**PROBLEMS AND TASKS:**
[1] From the study abstract, print the portion starting at "Methods Data was" up to and including "days (IQR 6:17).".
[2] Answer these questions using the study abstract:
(a) Over what period was data collected?
(b) How many admissions were included in the analysis?
(c) What was the median hospital length of stay?

**PROVIDED PASSAGE:**

Introduction In patients with respiratory conditions associated with chronic hypoxaemia such as COPD, use of the National Early Warning Score (NEWS)[1] leads to a high number of triggers. We designed a simple variant of NEWS for patients with chronic hypoxaemia.

Methods Data was collected from respiratory wards at two hospitals in North Wales over a three-month period. Patients were categorised into those with chronic hypoxaemia (CH, target oxygen saturations 88–92%) and others (O, target saturations 94–98%). Vital signs were recorded on admission to hospital, at the peak NEWS score during admission, and during a period of stability/at discharge.

Results 196 admissions were included in the analysis. 98 (50%) were male, 91 had COPD, 26 received long-term oxygen therapy. Mean age was 70 (range 19–102). 78 patients had target saturations of 88–92% (CH patients). The mean NEWS for all patients on admission was 5 (SD 3), mean peak NEWS was 7 (SD 3), and median hospital length of stay was 10 days (IQR 6:17).

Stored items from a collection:
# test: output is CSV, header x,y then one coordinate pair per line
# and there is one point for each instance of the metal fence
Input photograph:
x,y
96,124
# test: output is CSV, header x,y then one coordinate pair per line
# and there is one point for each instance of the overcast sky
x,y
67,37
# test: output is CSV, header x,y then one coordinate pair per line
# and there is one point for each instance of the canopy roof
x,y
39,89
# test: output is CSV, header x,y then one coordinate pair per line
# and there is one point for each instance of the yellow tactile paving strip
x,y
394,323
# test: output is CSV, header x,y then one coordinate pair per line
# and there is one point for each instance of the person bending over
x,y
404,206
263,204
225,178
---
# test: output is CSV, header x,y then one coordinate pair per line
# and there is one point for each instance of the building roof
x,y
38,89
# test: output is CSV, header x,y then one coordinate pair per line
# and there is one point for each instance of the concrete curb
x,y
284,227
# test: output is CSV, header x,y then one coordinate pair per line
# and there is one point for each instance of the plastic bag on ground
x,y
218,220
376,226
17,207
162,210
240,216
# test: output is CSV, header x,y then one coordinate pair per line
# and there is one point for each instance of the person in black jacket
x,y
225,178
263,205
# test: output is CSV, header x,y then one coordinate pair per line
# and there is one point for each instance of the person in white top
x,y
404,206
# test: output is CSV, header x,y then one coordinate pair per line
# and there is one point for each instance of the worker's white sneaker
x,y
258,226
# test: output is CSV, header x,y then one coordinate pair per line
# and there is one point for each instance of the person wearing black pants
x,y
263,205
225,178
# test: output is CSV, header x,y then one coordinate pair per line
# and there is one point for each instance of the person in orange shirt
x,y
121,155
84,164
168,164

**ANSWERS BY ITEM:**
[1]
Methods Data was collected from respiratory wards at two hospitals in North Wales over a three-month period. Patients were categorised into those with chronic hypoxaemia (CH, target oxygen saturations 88–92%) and others (O, target saturations 94–98%). Vital signs were recorded on admission to hospital, at the peak NEWS score during admission, and during a period of stability/at discharge.

Results 196 admissions were included in the analysis. 98 (50%) were male, 91 had COPD, 26 received long-term oxygen therapy. Mean age was 70 (range 19–102). 78 patients had target saturations of 88–92% (CH patients). The mean NEWS for all patients on admission was 5 (SD 3), mean peak NEWS was 7 (SD 3), and median hospital length of stay was 10 days (IQR 6:17).

[2]
(a) A three-month period
(b) 196
(c) 10 days (IQR 6:17)